РАЗДЕЛ ДОКУМЕНТА.
============
28 февраля 2012 года в28.02.2012 19:41 0 0 10 2

собака.ру спб. интервью с ренатой

Вы были эксцентричным ребенком?

Детство было советское и без безумств.Надевала то, что шила мне мама. Помню, я носила дубленку, которую, начиная с детского сада и заканчивая девятым классом, мне все время надстраивали. Вширь я не раздавалась, но была очень высокая, и меня даже обзывали «телебашней». Так что мама все время пришивала тесьму к рукавам и… шуба превратилась в полушубок.

Какие ароматы даже сейчас вызывают у вас воспоминания о детстве?

У бабушки на туалетном столике стояла шеренга флаконов. С детства я пшикалась ее духами и даже однажды вылила полпузырька зачем-то себе в туфли, мне казалось это романтичным. И когда я болтала ногами, все начинали подозрительно принюхиваться ко мне, словно к навозной куче. А ведь я так отчаянно издавала запах ландышей! Так на личном примере я боролась против советско- го мнения, что девушка должна пахнуть мылом. Люди кругом были какие-то неприученные к хорошим запахам — их это если не пугало, то тревожило. А запах счастья у меня всегда был связан с бабушкой, надушенной «Красной Москвой» (1), она обожала цветастые платья, все они источали этот теплый аромат. Так что, если мне депрессивно, я наношу на руки эти духи, кладу свое лицо прямо в ладони — и вдыхаю. Мне помогает. Когда-то режиссер Хамдамов (3) сказал мне, надушенной этими духами: «От вас пахнет всеми моими мертвыми женщинами!» Ведь почти все женщины Советского Союза пользовались «Красной Москвой».

Вы изобрели свой уникальный стиль, который распространяется и на то, как вы выглядите, и на то, что делаете. Как складывалась ваша манера одеваться?
============
Записи из набора данных
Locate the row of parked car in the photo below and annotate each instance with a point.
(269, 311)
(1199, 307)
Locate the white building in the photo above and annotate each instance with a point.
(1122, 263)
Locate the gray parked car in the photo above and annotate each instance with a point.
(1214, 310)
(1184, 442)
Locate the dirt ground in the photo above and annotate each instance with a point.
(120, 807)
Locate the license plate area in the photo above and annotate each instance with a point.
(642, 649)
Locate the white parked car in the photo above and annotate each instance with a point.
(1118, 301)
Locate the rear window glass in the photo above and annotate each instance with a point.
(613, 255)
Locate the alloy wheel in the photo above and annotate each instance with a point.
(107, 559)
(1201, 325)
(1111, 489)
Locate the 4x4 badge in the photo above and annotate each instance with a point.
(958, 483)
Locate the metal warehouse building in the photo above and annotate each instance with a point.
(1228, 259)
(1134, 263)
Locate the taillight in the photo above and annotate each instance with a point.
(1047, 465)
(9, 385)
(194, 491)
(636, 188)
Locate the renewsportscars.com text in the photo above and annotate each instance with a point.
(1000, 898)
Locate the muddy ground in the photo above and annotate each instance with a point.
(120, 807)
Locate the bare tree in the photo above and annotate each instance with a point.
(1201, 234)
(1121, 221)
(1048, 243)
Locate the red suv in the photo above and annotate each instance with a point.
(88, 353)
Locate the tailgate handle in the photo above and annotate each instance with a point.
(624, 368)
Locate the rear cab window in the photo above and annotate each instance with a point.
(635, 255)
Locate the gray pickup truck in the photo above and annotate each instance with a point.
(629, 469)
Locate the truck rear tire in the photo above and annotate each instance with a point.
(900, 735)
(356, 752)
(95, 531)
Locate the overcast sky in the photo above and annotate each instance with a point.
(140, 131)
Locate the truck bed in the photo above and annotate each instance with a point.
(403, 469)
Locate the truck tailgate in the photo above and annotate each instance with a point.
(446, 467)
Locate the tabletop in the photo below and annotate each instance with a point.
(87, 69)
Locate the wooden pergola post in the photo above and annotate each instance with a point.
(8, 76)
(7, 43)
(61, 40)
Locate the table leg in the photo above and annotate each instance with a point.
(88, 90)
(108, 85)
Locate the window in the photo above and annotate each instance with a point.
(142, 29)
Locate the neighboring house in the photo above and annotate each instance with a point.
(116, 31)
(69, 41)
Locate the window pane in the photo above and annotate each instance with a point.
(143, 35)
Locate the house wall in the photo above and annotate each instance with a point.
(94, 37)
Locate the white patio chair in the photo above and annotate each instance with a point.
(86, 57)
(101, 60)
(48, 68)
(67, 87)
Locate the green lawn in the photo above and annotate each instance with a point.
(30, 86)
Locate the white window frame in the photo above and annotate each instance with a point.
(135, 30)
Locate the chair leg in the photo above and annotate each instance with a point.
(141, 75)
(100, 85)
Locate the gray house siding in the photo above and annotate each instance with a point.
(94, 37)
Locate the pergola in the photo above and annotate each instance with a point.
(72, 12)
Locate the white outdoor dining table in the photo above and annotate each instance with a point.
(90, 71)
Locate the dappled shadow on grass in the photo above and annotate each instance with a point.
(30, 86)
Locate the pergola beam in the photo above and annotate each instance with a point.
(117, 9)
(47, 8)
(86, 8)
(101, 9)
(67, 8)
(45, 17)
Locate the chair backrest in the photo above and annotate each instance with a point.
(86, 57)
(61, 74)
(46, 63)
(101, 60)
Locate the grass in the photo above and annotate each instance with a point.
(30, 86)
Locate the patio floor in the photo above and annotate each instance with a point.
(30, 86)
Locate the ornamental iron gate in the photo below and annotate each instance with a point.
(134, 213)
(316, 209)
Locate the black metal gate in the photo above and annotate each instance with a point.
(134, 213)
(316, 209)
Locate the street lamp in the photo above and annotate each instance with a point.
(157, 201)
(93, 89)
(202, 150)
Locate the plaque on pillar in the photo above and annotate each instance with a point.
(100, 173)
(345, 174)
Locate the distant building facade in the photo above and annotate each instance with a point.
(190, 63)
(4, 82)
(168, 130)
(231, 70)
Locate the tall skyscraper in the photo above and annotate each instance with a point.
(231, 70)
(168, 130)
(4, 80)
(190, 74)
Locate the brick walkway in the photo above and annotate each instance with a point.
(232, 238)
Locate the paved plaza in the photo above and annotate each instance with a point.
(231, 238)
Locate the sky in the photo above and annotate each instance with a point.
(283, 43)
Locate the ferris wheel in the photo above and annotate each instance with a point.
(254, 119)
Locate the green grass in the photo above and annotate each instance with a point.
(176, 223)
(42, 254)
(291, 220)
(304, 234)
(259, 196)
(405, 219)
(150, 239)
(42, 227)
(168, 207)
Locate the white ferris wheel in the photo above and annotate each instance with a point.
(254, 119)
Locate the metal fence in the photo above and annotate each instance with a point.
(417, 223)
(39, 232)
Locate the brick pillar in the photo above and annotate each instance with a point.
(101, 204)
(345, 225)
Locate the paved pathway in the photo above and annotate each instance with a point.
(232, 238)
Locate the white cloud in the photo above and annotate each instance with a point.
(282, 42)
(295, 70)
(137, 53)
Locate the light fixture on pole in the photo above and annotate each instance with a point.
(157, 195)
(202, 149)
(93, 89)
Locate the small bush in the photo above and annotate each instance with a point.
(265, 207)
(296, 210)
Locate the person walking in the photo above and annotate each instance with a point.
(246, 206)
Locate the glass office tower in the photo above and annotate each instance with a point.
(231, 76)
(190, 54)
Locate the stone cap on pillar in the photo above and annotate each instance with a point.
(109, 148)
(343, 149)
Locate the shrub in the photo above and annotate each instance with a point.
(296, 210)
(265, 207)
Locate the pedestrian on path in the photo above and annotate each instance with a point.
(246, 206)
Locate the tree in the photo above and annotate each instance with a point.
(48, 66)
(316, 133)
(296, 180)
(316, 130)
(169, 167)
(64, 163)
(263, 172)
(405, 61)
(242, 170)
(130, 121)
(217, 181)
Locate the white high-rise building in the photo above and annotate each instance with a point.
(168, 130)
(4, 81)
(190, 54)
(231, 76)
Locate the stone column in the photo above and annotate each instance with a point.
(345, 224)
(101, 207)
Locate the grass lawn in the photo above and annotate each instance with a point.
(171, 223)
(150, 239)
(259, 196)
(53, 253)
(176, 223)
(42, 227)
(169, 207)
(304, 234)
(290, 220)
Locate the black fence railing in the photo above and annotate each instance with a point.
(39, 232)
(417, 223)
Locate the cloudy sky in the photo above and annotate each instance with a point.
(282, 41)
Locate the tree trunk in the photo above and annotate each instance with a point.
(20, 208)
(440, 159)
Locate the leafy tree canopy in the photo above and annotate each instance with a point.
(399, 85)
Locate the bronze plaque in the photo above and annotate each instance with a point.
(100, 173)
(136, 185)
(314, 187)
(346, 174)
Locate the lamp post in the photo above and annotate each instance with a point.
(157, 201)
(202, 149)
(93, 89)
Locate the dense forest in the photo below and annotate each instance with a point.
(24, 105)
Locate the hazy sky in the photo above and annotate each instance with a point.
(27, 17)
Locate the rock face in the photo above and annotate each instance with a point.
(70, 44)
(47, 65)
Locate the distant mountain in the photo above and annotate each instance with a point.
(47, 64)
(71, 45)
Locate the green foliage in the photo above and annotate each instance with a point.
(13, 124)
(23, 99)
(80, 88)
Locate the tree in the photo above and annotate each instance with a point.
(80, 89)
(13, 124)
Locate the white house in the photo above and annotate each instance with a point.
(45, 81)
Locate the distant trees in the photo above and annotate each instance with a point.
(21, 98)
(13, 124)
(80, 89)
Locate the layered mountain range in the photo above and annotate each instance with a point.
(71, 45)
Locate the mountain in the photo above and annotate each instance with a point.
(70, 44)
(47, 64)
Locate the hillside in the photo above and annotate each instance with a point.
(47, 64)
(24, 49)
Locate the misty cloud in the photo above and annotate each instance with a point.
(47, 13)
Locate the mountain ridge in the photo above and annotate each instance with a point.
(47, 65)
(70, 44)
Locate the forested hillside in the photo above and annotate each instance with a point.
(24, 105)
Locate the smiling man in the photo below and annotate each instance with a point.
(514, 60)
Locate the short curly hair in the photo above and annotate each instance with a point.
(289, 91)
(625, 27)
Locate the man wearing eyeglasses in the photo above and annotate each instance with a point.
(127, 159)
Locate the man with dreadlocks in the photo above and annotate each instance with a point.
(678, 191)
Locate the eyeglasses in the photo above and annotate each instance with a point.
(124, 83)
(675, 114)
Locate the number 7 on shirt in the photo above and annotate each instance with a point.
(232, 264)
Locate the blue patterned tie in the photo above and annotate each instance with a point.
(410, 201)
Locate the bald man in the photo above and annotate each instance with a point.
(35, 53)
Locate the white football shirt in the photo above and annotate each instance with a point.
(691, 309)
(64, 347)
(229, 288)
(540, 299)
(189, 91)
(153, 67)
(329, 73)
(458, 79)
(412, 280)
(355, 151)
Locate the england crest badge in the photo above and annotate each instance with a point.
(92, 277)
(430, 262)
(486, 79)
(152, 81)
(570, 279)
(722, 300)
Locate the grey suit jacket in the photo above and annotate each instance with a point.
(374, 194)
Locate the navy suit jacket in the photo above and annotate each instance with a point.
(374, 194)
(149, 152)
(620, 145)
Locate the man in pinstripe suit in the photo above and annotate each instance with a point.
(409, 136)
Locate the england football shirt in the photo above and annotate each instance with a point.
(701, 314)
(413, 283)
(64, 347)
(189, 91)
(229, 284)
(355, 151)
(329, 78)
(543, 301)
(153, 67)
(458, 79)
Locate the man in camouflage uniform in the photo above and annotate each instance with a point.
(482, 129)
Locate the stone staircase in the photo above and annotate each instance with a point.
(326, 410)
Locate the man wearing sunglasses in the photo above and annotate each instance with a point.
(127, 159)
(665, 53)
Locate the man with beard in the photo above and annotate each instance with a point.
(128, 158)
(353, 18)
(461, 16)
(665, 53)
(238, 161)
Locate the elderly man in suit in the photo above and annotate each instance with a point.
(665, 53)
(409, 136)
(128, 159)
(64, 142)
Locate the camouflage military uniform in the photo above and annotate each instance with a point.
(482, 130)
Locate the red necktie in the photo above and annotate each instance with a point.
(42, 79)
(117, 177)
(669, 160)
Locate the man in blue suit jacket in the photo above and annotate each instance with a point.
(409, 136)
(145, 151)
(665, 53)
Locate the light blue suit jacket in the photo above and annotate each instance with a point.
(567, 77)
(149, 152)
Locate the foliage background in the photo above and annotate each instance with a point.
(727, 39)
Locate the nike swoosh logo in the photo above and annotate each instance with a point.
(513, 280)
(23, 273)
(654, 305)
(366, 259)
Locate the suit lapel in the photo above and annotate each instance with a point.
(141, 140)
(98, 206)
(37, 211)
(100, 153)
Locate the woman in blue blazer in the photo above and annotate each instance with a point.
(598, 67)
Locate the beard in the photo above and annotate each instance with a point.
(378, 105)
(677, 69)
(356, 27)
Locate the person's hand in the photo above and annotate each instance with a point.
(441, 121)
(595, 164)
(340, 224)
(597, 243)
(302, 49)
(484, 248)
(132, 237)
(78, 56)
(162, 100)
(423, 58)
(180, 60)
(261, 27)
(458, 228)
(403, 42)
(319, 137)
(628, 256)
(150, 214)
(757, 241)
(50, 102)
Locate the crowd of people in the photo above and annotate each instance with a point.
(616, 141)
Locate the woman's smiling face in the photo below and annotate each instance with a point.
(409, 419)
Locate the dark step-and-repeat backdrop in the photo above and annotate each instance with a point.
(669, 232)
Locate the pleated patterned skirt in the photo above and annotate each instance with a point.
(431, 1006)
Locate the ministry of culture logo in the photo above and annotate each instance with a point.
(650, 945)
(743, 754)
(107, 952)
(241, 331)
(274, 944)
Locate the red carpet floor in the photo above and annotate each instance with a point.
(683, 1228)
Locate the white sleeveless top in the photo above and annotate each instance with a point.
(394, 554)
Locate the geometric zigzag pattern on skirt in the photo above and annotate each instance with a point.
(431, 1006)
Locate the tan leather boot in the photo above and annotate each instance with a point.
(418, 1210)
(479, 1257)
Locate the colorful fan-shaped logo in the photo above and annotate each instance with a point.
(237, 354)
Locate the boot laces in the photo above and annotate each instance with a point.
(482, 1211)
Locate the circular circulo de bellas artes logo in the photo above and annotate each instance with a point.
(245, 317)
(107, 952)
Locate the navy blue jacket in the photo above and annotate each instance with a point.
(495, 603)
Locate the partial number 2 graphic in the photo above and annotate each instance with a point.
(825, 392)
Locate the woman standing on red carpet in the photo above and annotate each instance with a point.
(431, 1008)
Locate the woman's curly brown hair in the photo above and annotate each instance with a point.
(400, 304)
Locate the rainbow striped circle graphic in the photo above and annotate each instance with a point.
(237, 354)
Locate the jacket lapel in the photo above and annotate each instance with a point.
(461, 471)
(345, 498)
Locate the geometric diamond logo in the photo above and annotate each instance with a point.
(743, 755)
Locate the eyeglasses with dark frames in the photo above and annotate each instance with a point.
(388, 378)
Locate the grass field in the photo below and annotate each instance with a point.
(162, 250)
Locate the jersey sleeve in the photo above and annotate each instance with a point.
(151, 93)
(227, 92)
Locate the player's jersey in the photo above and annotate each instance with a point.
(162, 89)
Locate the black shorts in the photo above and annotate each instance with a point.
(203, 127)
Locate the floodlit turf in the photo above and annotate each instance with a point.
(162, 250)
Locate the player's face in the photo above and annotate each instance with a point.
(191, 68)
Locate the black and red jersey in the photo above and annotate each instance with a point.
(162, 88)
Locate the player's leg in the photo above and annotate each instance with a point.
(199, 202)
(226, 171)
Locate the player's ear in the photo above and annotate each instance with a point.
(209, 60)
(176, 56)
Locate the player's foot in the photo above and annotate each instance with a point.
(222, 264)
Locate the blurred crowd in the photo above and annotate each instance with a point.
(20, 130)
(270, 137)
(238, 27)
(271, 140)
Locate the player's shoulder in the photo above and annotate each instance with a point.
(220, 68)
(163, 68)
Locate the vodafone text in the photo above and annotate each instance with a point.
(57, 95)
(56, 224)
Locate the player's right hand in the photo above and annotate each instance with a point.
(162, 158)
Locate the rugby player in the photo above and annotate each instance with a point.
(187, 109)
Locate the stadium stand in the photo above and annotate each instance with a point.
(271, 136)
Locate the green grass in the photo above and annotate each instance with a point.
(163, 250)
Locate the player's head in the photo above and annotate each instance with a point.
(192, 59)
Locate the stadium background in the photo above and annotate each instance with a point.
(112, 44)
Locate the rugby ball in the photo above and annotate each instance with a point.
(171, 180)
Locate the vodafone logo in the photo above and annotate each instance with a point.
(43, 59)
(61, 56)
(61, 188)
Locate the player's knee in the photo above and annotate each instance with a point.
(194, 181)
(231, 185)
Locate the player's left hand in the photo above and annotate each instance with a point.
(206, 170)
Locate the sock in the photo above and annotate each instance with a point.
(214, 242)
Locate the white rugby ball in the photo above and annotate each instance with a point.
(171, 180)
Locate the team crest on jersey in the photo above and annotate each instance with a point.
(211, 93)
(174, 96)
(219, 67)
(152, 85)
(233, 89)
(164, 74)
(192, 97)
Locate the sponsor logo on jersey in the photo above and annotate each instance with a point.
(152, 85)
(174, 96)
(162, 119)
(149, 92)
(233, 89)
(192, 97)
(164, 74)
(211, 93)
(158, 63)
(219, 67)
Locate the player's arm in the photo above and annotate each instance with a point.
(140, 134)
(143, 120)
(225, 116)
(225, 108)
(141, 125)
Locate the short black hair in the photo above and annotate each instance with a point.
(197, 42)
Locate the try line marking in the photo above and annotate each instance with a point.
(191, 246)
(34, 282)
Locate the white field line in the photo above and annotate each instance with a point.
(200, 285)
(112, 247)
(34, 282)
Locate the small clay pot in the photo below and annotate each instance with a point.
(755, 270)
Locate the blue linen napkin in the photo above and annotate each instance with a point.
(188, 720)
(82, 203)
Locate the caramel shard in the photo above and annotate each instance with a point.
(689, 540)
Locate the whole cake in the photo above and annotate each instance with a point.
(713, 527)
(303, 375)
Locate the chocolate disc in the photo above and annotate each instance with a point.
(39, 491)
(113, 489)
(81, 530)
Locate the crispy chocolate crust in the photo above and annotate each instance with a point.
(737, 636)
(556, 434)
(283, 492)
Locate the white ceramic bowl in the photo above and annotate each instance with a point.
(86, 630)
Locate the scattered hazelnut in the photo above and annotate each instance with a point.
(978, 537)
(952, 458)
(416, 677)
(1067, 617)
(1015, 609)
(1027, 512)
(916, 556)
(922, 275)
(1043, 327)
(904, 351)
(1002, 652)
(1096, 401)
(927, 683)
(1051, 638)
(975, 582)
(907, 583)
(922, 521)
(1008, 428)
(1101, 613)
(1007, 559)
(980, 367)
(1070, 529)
============
ЧТО НУЖНО СДЕЛАТЬ.
**A.** Какими духами, согласно интервью, душилась бабушка?
**B.** Продолжите интервью, начав сразу после его последней фразы.
Записи — самостоятельный материал, который не относится к интервью.

ОТВЕТЫ К ЗАДАНИЯМ.
**A.** «Красной Москвой».

**B.**
Все-таки мода придумана для тех, у кого нет воображения. Я черпала вдохновение из живописи, из книг по искусству. Так важно когда-нибудь в юности открыть шкаф и найти там книги по искусству. Одно время я каждые выходные, а мне было лет тринадцать-четырнадцать, ездила то в Пушкинский музей, то в Третьяковку, как на работу. Меня никто не заставлял, не учил этому, я сама тянулась к прекрасному и выбирала себе кумиров среди художников. Помню, меня завораживала одна графическая работа Добужинского — это был вид моста в Петербурге. (2) Я нашла репродукцию и пришпилила ее на стену у кровати. Знания мои были хаотичными и интуитивными, но я стремилась к ним и никто меня не направлял. Все сама.

Учеба на сценарном факультете ВГИКа наверняка тоже на вас повлияла?

Фильмы повлияли на меня. Все крутом одевались так некрасиво, — еще даже не началась перестройка, — а в черно-белых фильмах Висконти, Антониони, Хичкока, Годара были неземные женщины и мужчины, даже отрицательные герои. Я стала носить униформу — белую рубашку, узкую черную юбку-карандаш и туфли на шпильке, если холодно, то черный свитер. А когда один поклонник подарил мне платье и плащ Славы Зайцева, это произвело сенсацию у подьезда нашего института. Но эти наряды я надела только один раз — они были слишком пышные и пестрые для меня тогдашней, ведь я бредила черно белыми образами Моники Витти (5) и Роми Шнайдер.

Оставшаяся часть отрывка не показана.